Задание A:
Объясните, опираясь на текст о последних днях Пушкина, почему парадный вход в квартиру был закрыт. Ответ дайте одним предложением.
Задание B:
Верните из текста о последних днях Пушкина дословный отрывок от слов «Врачи осмотрели рану.» до слов «обратно Николаю I.».

Исходный текст:
============

Врачи осмотрели рану. Но при том состоянии медицины: пока не было рентгена, чтобы определить положение пули и состояние костей, не было наркоза, не было изобретено переливания крови, не было антибиотиков, чтобы предотвратить воспаление кишечника и брюшины, – рана Пушкина была смертельной, да и сейчас при подобных ранениях требуется многочасовая операция и длительный реабилитационный период. А кто вам скажет, что делается в результате с нервной системой и психическими способностями?
Узнав о своём положении, Пушкин сделал необходимые распоряжения, благословил жену и детей, по правилам того времени совершил церковный обряд. Он велел передать Дантесу, что прощает его. А тот имел наглость отозваться: «Я тоже». Через Жуковского и Арендта подробности последних дней стали известны царю, который передал Пушкину какую-то записку, её потом увезли обратно Николаю I.
Пушкин потерял много крови из-за наружного и внутреннего кровотечения. Боли были ужасные, так что глаза Пушкина лезли из орбит, но он старался не стонать, чтобы не испугать жену. Чудесным образом, говорят свидетели, Наталья Николаевна впадала в забытьё, типа летаргического сна, когда Пушкин стонал от невыносимой боли. Болевой шок вызвали бесполезные в общем-то манипуляции (клизма, касторка и т.п.).

Народ, знакомые и незнакомые люди, шли нескончаемым потоком, чтобы узнать, выживет ли Пушкин. Элиза Хитрово рыдала в коридоре. Чтобы не беспокоить раненого, парадный вход в квартиру закрыли, люди входили в калитку в подворотне. На дверях углём кто-то написал: «Пушкин». Жуковский вывешивал бюллетени о состоянии Пушкина (два сохранилось).

============

Представленные строки:
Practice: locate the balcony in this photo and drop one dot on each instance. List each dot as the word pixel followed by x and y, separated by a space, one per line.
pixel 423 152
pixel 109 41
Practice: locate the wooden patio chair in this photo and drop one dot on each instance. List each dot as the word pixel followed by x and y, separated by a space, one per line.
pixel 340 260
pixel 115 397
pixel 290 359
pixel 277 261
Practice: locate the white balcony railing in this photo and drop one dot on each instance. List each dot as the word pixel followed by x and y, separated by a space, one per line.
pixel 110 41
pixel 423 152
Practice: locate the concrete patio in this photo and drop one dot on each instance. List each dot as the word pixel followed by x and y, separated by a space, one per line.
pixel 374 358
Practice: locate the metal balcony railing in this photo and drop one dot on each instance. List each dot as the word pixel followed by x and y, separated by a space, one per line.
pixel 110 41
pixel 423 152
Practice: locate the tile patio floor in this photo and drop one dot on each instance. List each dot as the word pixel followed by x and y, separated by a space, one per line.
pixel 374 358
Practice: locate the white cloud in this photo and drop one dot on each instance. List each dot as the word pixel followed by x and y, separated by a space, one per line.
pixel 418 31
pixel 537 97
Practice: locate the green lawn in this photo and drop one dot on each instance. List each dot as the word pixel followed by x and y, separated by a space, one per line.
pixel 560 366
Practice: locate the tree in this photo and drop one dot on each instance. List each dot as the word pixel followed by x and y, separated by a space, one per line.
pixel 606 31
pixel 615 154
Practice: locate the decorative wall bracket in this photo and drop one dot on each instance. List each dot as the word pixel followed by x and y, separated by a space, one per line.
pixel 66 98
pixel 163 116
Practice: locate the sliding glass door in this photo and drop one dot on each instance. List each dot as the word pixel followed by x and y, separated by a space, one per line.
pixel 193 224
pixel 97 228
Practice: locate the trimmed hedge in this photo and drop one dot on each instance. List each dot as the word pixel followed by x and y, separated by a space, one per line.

============

Ответ к заданию A:
Парадный вход в квартиру закрыли, чтобы не беспокоить раненого Пушкина.

Ответ к заданию B:
Врачи осмотрели рану. Но при том состоянии медицины: пока не было рентгена, чтобы определить положение пули и состояние костей, не было наркоза, не было изобретено переливания крови, не было антибиотиков, чтобы предотвратить воспаление кишечника и брюшины, – рана Пушкина была смертельной, да и сейчас при подобных ранениях требуется многочасовая операция и длительный реабилитационный период. А кто вам скажет, что делается в результате с нервной системой и психическими способностями?
Узнав о своём положении, Пушкин сделал необходимые распоряжения, благословил жену и детей, по правилам того времени совершил церковный обряд. Он велел передать Дантесу, что прощает его. А тот имел наглость отозваться: «Я тоже». Через Жуковского и Арендта подробности последних дней стали известны царю, который передал Пушкину какую-то записку, её потом увезли обратно Николаю I.